▶ [ASSIGNMENT]
Return the records that follow, matching each one exactly.

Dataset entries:

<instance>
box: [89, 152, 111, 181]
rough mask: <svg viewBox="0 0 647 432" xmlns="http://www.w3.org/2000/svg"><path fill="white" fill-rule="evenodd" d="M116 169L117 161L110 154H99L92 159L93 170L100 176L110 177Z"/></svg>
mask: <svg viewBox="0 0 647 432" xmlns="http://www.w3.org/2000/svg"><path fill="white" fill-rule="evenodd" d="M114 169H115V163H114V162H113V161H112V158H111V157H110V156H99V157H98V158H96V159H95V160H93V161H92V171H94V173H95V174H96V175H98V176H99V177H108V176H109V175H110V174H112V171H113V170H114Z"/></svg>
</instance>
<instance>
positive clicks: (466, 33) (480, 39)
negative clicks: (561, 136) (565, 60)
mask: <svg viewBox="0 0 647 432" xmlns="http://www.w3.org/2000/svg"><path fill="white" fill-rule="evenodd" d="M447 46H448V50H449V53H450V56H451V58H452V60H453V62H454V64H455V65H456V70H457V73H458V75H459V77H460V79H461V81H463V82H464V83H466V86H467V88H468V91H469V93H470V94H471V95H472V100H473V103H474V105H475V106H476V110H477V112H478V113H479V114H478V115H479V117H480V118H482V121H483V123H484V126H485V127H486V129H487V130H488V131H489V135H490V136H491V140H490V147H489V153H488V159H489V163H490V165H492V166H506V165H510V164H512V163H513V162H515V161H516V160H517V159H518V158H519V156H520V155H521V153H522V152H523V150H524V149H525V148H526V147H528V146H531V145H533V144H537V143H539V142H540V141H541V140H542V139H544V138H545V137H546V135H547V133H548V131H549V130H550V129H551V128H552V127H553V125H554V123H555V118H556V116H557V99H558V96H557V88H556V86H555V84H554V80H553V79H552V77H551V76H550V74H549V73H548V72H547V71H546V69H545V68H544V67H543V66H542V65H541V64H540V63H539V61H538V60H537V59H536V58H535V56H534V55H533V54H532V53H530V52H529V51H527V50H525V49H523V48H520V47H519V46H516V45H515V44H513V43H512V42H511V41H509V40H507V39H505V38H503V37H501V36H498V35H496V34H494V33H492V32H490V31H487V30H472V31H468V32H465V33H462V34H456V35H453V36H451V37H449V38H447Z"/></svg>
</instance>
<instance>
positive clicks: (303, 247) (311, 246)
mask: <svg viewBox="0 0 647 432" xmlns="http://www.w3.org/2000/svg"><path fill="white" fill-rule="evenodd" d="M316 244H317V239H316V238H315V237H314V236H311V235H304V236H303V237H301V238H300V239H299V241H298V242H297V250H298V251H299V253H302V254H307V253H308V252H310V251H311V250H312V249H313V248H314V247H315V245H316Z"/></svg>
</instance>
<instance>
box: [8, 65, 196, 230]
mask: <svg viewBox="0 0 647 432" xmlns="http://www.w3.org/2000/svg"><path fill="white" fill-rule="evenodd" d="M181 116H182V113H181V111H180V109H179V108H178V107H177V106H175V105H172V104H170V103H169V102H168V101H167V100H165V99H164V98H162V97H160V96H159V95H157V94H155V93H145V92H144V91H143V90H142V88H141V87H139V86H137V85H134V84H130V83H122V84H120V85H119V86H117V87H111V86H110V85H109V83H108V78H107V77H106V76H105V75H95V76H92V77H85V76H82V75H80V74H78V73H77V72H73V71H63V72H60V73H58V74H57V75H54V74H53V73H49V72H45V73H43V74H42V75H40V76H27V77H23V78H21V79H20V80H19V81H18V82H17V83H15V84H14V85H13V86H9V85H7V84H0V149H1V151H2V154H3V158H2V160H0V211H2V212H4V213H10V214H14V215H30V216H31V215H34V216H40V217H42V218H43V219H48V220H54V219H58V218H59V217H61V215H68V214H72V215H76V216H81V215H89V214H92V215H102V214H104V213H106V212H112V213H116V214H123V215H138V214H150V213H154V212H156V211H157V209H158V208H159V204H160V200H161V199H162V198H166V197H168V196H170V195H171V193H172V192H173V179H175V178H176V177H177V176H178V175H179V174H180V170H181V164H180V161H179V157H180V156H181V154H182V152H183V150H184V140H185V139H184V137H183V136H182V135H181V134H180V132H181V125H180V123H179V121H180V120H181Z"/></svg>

▶ [FINISHED EXERCISE]
<instance>
box: [89, 152, 111, 181]
rough mask: <svg viewBox="0 0 647 432" xmlns="http://www.w3.org/2000/svg"><path fill="white" fill-rule="evenodd" d="M116 169L117 161L110 154H99L92 159L93 170L100 176L110 177Z"/></svg>
mask: <svg viewBox="0 0 647 432" xmlns="http://www.w3.org/2000/svg"><path fill="white" fill-rule="evenodd" d="M114 169H115V163H114V162H113V161H112V158H111V157H110V156H99V157H98V158H96V159H95V160H93V161H92V171H94V173H95V174H96V175H98V176H99V177H108V176H109V175H110V174H112V171H113V170H114Z"/></svg>
</instance>
<instance>
positive clicks: (466, 33) (480, 39)
negative clicks: (561, 136) (565, 60)
mask: <svg viewBox="0 0 647 432" xmlns="http://www.w3.org/2000/svg"><path fill="white" fill-rule="evenodd" d="M447 46H448V50H449V53H450V56H451V58H452V60H453V62H454V64H455V65H456V70H457V73H458V75H459V77H460V79H461V81H463V82H464V83H466V86H467V88H468V91H469V93H470V94H471V95H472V100H473V103H474V105H475V106H476V110H477V112H478V113H479V114H478V115H479V117H480V118H482V121H483V123H484V126H485V127H486V129H487V130H488V131H489V135H490V136H491V140H490V147H489V153H488V159H489V163H490V165H492V166H506V165H510V164H512V163H513V162H515V161H516V160H517V159H518V158H519V156H520V155H521V153H522V152H523V150H524V149H525V148H526V147H528V146H531V145H533V144H537V143H539V142H540V141H541V140H542V139H544V138H545V137H546V135H547V133H548V131H549V130H550V129H551V128H552V127H553V125H554V123H555V118H556V116H557V99H558V96H557V88H556V86H555V84H554V80H553V79H552V77H551V76H550V74H549V73H548V72H547V71H546V69H545V68H544V67H543V66H542V65H541V64H540V63H539V61H538V60H537V59H536V58H535V56H534V55H533V54H532V53H530V52H529V51H527V50H525V49H523V48H520V47H519V46H516V45H515V44H513V43H512V42H511V41H509V40H507V39H505V38H503V37H501V36H498V35H496V34H494V33H492V32H490V31H487V30H472V31H468V32H465V33H462V34H456V35H453V36H451V37H449V38H447Z"/></svg>
</instance>
<instance>
positive clicks: (303, 247) (311, 246)
mask: <svg viewBox="0 0 647 432" xmlns="http://www.w3.org/2000/svg"><path fill="white" fill-rule="evenodd" d="M316 244H317V239H316V238H315V237H314V236H311V235H304V236H303V237H301V238H300V239H299V241H298V242H297V250H298V251H299V253H302V254H307V253H308V252H310V251H311V250H312V249H313V248H314V247H315V245H316Z"/></svg>
</instance>
<instance>
box: [8, 65, 196, 230]
mask: <svg viewBox="0 0 647 432" xmlns="http://www.w3.org/2000/svg"><path fill="white" fill-rule="evenodd" d="M181 116H182V113H181V111H180V109H179V108H178V107H177V106H175V105H172V104H170V103H169V102H168V101H167V100H165V99H164V98H162V97H160V96H159V95H157V94H155V93H145V92H144V91H143V90H142V88H141V87H139V86H137V85H134V84H130V83H122V84H120V85H119V86H117V87H111V86H110V85H109V83H108V78H107V77H106V76H105V75H95V76H92V77H85V76H82V75H80V74H78V73H77V72H73V71H63V72H60V73H58V74H57V75H54V74H53V73H49V72H45V73H43V74H42V75H40V76H27V77H23V78H21V79H20V80H19V81H18V82H17V83H15V84H14V85H13V86H9V85H7V84H0V149H1V151H2V154H3V158H2V160H0V211H2V212H4V213H10V214H14V215H30V216H31V215H34V216H40V217H42V218H43V219H48V220H54V219H58V218H59V217H61V215H68V214H72V215H76V216H81V215H89V214H92V215H102V214H104V213H106V212H112V213H116V214H123V215H138V214H150V213H154V212H156V211H157V209H158V208H159V204H160V200H161V199H162V198H166V197H168V196H170V195H171V193H172V192H173V179H175V178H176V177H177V176H178V175H179V174H180V170H181V164H180V161H179V157H180V156H181V154H182V152H183V150H184V140H185V139H184V137H183V136H182V135H181V134H180V132H181V125H180V123H179V121H180V120H181Z"/></svg>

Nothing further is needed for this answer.